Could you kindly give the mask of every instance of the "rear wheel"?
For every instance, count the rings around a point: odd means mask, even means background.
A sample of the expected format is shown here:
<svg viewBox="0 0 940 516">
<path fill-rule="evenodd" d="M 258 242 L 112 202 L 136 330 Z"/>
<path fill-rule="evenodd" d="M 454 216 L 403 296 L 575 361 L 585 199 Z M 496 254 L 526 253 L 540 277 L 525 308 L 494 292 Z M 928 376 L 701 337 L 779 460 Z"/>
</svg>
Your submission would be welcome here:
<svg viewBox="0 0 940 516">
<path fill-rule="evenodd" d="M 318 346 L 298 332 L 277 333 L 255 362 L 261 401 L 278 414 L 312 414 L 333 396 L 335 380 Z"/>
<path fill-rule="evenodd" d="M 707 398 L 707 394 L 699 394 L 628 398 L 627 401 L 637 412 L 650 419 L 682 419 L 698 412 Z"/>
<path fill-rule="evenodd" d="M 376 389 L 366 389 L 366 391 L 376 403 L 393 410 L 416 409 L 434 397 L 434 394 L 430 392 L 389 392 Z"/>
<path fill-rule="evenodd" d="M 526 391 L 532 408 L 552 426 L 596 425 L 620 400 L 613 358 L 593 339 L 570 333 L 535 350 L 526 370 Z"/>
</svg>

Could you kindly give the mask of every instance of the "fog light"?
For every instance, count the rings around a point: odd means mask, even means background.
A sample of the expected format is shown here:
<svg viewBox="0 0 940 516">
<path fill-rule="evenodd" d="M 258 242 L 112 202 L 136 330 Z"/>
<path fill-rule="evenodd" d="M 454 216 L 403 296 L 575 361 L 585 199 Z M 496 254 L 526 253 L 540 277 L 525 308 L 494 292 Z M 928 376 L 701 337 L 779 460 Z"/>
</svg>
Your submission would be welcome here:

• What is needed:
Those lines above that contain the string "mask" should be returned.

• Reply:
Could you kindly give the mask of every instance of the "rear wheel"?
For every instance, count the rings around a point: odd means mask, even means background.
Could you kindly give the mask of every instance of the "fog light"?
For every instance, count the rings around a point: odd means mask, even means background.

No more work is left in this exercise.